(Bounding box annotation entries)
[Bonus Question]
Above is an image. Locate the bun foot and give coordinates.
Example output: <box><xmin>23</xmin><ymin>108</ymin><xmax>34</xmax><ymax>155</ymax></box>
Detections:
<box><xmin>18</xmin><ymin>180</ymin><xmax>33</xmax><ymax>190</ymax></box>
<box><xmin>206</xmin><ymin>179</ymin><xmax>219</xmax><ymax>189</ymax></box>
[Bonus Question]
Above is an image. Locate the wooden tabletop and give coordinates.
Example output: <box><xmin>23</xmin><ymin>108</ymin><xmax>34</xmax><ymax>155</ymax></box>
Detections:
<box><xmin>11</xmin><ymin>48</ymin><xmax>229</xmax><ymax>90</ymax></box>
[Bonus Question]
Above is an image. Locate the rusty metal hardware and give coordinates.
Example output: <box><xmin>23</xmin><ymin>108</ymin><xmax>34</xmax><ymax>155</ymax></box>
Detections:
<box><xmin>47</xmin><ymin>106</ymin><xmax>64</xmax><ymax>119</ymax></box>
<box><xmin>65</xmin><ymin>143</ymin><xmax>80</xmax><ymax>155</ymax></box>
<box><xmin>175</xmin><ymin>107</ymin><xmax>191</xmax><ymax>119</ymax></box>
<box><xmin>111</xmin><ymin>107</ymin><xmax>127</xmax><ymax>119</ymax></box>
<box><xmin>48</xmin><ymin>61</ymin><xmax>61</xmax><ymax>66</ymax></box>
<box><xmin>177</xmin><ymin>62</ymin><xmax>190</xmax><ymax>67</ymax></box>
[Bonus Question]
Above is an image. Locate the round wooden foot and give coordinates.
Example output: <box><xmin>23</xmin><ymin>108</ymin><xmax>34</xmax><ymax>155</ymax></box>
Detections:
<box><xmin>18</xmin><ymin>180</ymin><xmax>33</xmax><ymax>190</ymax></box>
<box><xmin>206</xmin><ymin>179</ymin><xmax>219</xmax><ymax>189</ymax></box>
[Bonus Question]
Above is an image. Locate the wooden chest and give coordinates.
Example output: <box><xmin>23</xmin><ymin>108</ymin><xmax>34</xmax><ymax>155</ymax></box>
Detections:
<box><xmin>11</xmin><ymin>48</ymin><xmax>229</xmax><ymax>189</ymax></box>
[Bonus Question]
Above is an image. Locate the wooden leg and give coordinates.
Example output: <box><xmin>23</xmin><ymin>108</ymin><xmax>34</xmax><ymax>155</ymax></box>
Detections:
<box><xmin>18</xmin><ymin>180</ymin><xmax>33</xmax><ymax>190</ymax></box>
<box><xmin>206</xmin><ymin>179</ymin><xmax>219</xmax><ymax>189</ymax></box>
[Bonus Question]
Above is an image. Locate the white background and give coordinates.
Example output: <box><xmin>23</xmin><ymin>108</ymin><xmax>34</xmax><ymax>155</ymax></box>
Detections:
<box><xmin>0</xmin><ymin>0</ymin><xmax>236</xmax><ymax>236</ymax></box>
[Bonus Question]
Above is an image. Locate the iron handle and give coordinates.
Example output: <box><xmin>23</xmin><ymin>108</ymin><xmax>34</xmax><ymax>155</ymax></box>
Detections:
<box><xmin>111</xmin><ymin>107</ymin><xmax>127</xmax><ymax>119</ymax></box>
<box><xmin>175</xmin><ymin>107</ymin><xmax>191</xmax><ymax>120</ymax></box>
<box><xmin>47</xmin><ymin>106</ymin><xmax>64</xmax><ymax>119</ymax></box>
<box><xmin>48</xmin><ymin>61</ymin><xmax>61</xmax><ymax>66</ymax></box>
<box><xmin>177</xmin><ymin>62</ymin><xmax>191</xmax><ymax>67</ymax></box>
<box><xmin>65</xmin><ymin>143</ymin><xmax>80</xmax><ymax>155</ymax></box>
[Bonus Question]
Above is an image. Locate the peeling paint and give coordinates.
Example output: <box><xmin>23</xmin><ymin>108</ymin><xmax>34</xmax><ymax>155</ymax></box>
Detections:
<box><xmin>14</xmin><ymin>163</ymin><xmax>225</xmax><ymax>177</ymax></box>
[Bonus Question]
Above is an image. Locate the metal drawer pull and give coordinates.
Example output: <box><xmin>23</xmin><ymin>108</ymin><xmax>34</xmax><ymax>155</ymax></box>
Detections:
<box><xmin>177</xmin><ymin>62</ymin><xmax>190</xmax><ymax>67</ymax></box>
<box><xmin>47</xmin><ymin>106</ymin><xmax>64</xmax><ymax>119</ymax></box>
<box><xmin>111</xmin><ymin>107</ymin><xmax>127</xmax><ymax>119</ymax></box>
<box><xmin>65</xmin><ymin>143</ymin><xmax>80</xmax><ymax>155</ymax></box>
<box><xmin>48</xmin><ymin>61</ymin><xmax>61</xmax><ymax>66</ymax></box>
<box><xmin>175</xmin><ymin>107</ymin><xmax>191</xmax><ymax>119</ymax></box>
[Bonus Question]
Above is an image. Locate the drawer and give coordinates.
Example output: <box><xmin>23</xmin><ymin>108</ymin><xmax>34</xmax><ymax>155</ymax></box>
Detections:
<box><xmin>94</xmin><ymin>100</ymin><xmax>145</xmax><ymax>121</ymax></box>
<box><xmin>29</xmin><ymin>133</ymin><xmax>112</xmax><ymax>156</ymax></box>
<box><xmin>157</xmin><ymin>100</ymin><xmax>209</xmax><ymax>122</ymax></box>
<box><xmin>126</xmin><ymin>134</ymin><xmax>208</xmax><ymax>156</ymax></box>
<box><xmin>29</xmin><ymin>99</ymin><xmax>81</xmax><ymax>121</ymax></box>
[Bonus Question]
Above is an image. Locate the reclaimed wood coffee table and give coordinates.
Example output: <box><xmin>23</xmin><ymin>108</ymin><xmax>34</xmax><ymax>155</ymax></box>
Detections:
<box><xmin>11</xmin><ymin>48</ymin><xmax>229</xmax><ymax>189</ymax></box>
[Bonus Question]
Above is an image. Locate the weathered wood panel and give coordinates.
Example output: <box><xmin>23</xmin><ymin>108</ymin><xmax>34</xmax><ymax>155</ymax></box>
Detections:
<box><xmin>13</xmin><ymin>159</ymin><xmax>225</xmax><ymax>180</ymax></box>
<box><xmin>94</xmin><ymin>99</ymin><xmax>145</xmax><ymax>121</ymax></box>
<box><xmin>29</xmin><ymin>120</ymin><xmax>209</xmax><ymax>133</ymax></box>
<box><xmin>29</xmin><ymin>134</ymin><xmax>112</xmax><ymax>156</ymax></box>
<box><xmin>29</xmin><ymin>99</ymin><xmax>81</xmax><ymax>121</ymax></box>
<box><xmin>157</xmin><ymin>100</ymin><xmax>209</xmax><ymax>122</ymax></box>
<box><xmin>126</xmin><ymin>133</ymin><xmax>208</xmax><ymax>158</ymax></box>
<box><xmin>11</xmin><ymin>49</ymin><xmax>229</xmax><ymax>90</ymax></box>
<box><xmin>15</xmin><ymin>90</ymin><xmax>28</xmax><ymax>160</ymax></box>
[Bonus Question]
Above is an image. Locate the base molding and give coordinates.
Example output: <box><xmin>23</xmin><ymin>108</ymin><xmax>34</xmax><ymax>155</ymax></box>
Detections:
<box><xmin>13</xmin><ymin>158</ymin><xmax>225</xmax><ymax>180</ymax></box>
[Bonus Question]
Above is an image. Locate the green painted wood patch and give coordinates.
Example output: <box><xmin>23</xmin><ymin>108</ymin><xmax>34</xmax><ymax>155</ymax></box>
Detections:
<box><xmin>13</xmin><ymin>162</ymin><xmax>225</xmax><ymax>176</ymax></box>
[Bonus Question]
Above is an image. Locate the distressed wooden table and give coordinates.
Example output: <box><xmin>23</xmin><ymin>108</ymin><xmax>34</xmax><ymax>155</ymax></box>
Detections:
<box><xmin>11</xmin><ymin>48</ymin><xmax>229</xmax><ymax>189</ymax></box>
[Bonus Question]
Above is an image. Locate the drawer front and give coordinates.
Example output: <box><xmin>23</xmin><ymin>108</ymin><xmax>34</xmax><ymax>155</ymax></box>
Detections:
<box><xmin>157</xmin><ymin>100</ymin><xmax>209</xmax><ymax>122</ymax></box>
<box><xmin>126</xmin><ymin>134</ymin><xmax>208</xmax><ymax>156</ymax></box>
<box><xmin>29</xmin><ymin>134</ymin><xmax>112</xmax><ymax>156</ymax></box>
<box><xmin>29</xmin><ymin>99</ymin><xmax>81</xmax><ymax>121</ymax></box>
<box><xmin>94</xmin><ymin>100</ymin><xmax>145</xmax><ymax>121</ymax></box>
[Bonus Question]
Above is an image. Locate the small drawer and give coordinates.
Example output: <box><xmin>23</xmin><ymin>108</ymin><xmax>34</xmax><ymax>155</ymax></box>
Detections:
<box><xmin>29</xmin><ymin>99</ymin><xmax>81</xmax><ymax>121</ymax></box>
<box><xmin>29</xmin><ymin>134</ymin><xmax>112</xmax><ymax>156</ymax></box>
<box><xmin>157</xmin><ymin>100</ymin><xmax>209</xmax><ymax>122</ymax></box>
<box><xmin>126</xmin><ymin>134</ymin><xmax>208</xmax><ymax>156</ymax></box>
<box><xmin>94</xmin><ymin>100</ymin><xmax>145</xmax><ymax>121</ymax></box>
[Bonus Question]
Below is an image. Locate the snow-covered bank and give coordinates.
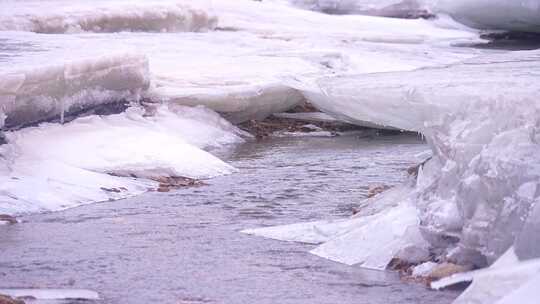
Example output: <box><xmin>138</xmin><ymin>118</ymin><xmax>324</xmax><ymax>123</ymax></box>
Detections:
<box><xmin>0</xmin><ymin>53</ymin><xmax>150</xmax><ymax>127</ymax></box>
<box><xmin>246</xmin><ymin>51</ymin><xmax>540</xmax><ymax>276</ymax></box>
<box><xmin>0</xmin><ymin>106</ymin><xmax>242</xmax><ymax>214</ymax></box>
<box><xmin>432</xmin><ymin>247</ymin><xmax>540</xmax><ymax>304</ymax></box>
<box><xmin>0</xmin><ymin>1</ymin><xmax>217</xmax><ymax>34</ymax></box>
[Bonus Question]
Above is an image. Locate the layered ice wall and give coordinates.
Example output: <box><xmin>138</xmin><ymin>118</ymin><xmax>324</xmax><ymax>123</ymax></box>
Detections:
<box><xmin>298</xmin><ymin>51</ymin><xmax>540</xmax><ymax>266</ymax></box>
<box><xmin>0</xmin><ymin>1</ymin><xmax>217</xmax><ymax>34</ymax></box>
<box><xmin>0</xmin><ymin>53</ymin><xmax>150</xmax><ymax>127</ymax></box>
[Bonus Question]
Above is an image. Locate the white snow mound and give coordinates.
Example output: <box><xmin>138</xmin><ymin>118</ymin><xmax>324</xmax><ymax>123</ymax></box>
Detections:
<box><xmin>0</xmin><ymin>106</ymin><xmax>242</xmax><ymax>214</ymax></box>
<box><xmin>0</xmin><ymin>1</ymin><xmax>217</xmax><ymax>34</ymax></box>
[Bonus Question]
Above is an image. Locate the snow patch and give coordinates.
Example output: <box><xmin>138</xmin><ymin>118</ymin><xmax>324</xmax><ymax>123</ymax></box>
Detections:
<box><xmin>0</xmin><ymin>53</ymin><xmax>150</xmax><ymax>127</ymax></box>
<box><xmin>0</xmin><ymin>106</ymin><xmax>242</xmax><ymax>214</ymax></box>
<box><xmin>0</xmin><ymin>1</ymin><xmax>217</xmax><ymax>34</ymax></box>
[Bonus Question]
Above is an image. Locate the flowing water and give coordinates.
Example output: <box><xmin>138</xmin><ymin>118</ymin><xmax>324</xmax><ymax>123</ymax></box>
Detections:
<box><xmin>0</xmin><ymin>134</ymin><xmax>457</xmax><ymax>304</ymax></box>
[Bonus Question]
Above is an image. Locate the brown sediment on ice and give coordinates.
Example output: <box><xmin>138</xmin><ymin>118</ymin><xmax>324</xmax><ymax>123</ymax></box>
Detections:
<box><xmin>153</xmin><ymin>176</ymin><xmax>206</xmax><ymax>192</ymax></box>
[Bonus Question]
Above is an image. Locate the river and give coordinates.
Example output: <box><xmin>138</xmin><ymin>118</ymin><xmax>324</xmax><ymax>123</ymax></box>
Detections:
<box><xmin>0</xmin><ymin>134</ymin><xmax>457</xmax><ymax>304</ymax></box>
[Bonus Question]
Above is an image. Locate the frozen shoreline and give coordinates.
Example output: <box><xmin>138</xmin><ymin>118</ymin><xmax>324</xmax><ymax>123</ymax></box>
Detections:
<box><xmin>0</xmin><ymin>1</ymin><xmax>540</xmax><ymax>302</ymax></box>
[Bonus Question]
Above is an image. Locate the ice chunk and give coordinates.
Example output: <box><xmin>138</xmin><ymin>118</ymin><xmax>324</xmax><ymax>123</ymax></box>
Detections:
<box><xmin>291</xmin><ymin>0</ymin><xmax>427</xmax><ymax>18</ymax></box>
<box><xmin>149</xmin><ymin>85</ymin><xmax>304</xmax><ymax>123</ymax></box>
<box><xmin>431</xmin><ymin>248</ymin><xmax>540</xmax><ymax>304</ymax></box>
<box><xmin>0</xmin><ymin>53</ymin><xmax>150</xmax><ymax>127</ymax></box>
<box><xmin>298</xmin><ymin>51</ymin><xmax>540</xmax><ymax>266</ymax></box>
<box><xmin>0</xmin><ymin>106</ymin><xmax>242</xmax><ymax>214</ymax></box>
<box><xmin>0</xmin><ymin>1</ymin><xmax>217</xmax><ymax>33</ymax></box>
<box><xmin>495</xmin><ymin>273</ymin><xmax>540</xmax><ymax>304</ymax></box>
<box><xmin>242</xmin><ymin>218</ymin><xmax>365</xmax><ymax>244</ymax></box>
<box><xmin>412</xmin><ymin>262</ymin><xmax>438</xmax><ymax>277</ymax></box>
<box><xmin>247</xmin><ymin>187</ymin><xmax>427</xmax><ymax>270</ymax></box>
<box><xmin>427</xmin><ymin>0</ymin><xmax>540</xmax><ymax>33</ymax></box>
<box><xmin>311</xmin><ymin>202</ymin><xmax>425</xmax><ymax>270</ymax></box>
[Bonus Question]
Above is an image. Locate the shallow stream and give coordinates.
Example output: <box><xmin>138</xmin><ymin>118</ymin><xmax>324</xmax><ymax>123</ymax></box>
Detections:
<box><xmin>0</xmin><ymin>134</ymin><xmax>457</xmax><ymax>304</ymax></box>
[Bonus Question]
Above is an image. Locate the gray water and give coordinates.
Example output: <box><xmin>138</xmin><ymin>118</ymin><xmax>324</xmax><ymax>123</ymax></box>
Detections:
<box><xmin>0</xmin><ymin>135</ymin><xmax>456</xmax><ymax>304</ymax></box>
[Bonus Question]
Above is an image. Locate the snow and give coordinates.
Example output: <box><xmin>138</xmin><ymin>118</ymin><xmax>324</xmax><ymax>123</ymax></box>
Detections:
<box><xmin>412</xmin><ymin>262</ymin><xmax>438</xmax><ymax>277</ymax></box>
<box><xmin>0</xmin><ymin>106</ymin><xmax>243</xmax><ymax>214</ymax></box>
<box><xmin>0</xmin><ymin>1</ymin><xmax>217</xmax><ymax>34</ymax></box>
<box><xmin>311</xmin><ymin>202</ymin><xmax>423</xmax><ymax>270</ymax></box>
<box><xmin>0</xmin><ymin>0</ymin><xmax>540</xmax><ymax>300</ymax></box>
<box><xmin>292</xmin><ymin>51</ymin><xmax>540</xmax><ymax>266</ymax></box>
<box><xmin>428</xmin><ymin>0</ymin><xmax>540</xmax><ymax>33</ymax></box>
<box><xmin>0</xmin><ymin>289</ymin><xmax>99</xmax><ymax>300</ymax></box>
<box><xmin>246</xmin><ymin>187</ymin><xmax>427</xmax><ymax>270</ymax></box>
<box><xmin>0</xmin><ymin>0</ymin><xmax>483</xmax><ymax>126</ymax></box>
<box><xmin>290</xmin><ymin>0</ymin><xmax>423</xmax><ymax>18</ymax></box>
<box><xmin>0</xmin><ymin>53</ymin><xmax>149</xmax><ymax>127</ymax></box>
<box><xmin>431</xmin><ymin>248</ymin><xmax>540</xmax><ymax>304</ymax></box>
<box><xmin>495</xmin><ymin>273</ymin><xmax>540</xmax><ymax>304</ymax></box>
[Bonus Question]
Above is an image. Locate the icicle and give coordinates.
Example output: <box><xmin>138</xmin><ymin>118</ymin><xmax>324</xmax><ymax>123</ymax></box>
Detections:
<box><xmin>60</xmin><ymin>98</ymin><xmax>66</xmax><ymax>125</ymax></box>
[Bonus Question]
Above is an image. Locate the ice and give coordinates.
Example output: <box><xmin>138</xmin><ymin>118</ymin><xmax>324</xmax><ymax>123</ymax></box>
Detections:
<box><xmin>243</xmin><ymin>187</ymin><xmax>427</xmax><ymax>270</ymax></box>
<box><xmin>0</xmin><ymin>289</ymin><xmax>99</xmax><ymax>300</ymax></box>
<box><xmin>311</xmin><ymin>202</ymin><xmax>424</xmax><ymax>270</ymax></box>
<box><xmin>0</xmin><ymin>53</ymin><xmax>149</xmax><ymax>127</ymax></box>
<box><xmin>0</xmin><ymin>0</ymin><xmax>483</xmax><ymax>126</ymax></box>
<box><xmin>495</xmin><ymin>273</ymin><xmax>540</xmax><ymax>304</ymax></box>
<box><xmin>0</xmin><ymin>106</ymin><xmax>242</xmax><ymax>214</ymax></box>
<box><xmin>431</xmin><ymin>248</ymin><xmax>540</xmax><ymax>304</ymax></box>
<box><xmin>296</xmin><ymin>51</ymin><xmax>540</xmax><ymax>266</ymax></box>
<box><xmin>0</xmin><ymin>1</ymin><xmax>217</xmax><ymax>34</ymax></box>
<box><xmin>426</xmin><ymin>0</ymin><xmax>540</xmax><ymax>33</ymax></box>
<box><xmin>291</xmin><ymin>0</ymin><xmax>426</xmax><ymax>18</ymax></box>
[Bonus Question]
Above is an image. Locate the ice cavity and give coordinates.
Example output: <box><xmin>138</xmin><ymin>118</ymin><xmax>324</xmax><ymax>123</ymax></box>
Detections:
<box><xmin>426</xmin><ymin>0</ymin><xmax>540</xmax><ymax>33</ymax></box>
<box><xmin>0</xmin><ymin>53</ymin><xmax>150</xmax><ymax>127</ymax></box>
<box><xmin>292</xmin><ymin>51</ymin><xmax>540</xmax><ymax>266</ymax></box>
<box><xmin>0</xmin><ymin>1</ymin><xmax>217</xmax><ymax>34</ymax></box>
<box><xmin>0</xmin><ymin>106</ymin><xmax>242</xmax><ymax>214</ymax></box>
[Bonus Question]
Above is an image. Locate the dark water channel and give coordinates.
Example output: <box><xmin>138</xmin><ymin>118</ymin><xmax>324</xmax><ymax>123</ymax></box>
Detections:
<box><xmin>0</xmin><ymin>135</ymin><xmax>456</xmax><ymax>304</ymax></box>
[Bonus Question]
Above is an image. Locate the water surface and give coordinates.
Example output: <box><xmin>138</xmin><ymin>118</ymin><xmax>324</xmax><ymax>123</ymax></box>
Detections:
<box><xmin>0</xmin><ymin>135</ymin><xmax>456</xmax><ymax>304</ymax></box>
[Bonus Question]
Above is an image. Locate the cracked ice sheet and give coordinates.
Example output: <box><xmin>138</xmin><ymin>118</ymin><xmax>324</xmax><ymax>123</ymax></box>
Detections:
<box><xmin>242</xmin><ymin>186</ymin><xmax>427</xmax><ymax>270</ymax></box>
<box><xmin>0</xmin><ymin>0</ymin><xmax>485</xmax><ymax>122</ymax></box>
<box><xmin>0</xmin><ymin>106</ymin><xmax>242</xmax><ymax>214</ymax></box>
<box><xmin>297</xmin><ymin>51</ymin><xmax>540</xmax><ymax>131</ymax></box>
<box><xmin>0</xmin><ymin>0</ymin><xmax>217</xmax><ymax>34</ymax></box>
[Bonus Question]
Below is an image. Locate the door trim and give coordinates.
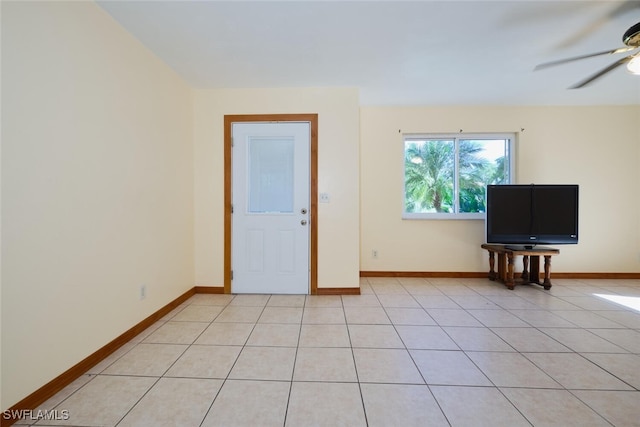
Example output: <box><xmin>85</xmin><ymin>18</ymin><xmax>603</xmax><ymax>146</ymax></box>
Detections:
<box><xmin>223</xmin><ymin>114</ymin><xmax>318</xmax><ymax>295</ymax></box>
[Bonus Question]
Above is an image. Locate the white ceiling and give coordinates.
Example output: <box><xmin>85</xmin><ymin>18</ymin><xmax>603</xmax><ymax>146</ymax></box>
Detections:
<box><xmin>98</xmin><ymin>0</ymin><xmax>640</xmax><ymax>105</ymax></box>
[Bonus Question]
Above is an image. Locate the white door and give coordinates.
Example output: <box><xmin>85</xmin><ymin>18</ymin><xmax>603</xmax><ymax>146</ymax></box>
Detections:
<box><xmin>231</xmin><ymin>122</ymin><xmax>310</xmax><ymax>294</ymax></box>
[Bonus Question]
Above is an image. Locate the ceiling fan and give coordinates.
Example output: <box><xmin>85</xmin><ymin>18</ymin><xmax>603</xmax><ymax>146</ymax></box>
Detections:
<box><xmin>535</xmin><ymin>22</ymin><xmax>640</xmax><ymax>89</ymax></box>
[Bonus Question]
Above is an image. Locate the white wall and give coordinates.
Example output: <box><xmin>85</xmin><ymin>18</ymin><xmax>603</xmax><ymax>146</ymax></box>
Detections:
<box><xmin>1</xmin><ymin>2</ymin><xmax>194</xmax><ymax>409</ymax></box>
<box><xmin>360</xmin><ymin>106</ymin><xmax>640</xmax><ymax>272</ymax></box>
<box><xmin>194</xmin><ymin>88</ymin><xmax>359</xmax><ymax>288</ymax></box>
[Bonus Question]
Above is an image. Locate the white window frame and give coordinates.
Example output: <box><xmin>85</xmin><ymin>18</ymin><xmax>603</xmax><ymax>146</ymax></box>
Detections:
<box><xmin>402</xmin><ymin>132</ymin><xmax>517</xmax><ymax>220</ymax></box>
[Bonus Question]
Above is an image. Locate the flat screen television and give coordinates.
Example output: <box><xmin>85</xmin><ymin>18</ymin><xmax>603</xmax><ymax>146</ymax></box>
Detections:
<box><xmin>485</xmin><ymin>184</ymin><xmax>578</xmax><ymax>249</ymax></box>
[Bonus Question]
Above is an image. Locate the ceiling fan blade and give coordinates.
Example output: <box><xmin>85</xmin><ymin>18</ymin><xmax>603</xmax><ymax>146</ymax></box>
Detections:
<box><xmin>534</xmin><ymin>46</ymin><xmax>637</xmax><ymax>71</ymax></box>
<box><xmin>569</xmin><ymin>55</ymin><xmax>635</xmax><ymax>89</ymax></box>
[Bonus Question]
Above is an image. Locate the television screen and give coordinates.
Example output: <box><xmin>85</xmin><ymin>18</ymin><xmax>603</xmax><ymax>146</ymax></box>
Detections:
<box><xmin>486</xmin><ymin>184</ymin><xmax>578</xmax><ymax>247</ymax></box>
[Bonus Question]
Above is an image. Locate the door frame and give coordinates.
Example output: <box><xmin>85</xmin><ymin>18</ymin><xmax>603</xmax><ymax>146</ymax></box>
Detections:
<box><xmin>224</xmin><ymin>114</ymin><xmax>318</xmax><ymax>295</ymax></box>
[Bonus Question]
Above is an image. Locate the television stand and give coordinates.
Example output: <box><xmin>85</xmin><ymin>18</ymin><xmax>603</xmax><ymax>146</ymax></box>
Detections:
<box><xmin>481</xmin><ymin>244</ymin><xmax>560</xmax><ymax>290</ymax></box>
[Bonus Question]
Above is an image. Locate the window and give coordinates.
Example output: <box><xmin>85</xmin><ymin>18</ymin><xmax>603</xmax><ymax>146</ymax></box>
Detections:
<box><xmin>402</xmin><ymin>133</ymin><xmax>515</xmax><ymax>219</ymax></box>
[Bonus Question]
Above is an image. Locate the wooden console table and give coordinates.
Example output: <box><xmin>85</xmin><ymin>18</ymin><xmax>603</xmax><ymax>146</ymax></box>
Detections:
<box><xmin>482</xmin><ymin>244</ymin><xmax>560</xmax><ymax>290</ymax></box>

### Exercise aim
How many lines in the items above contain the string "ceiling", with case counting? Reply with the number only.

### Result below
3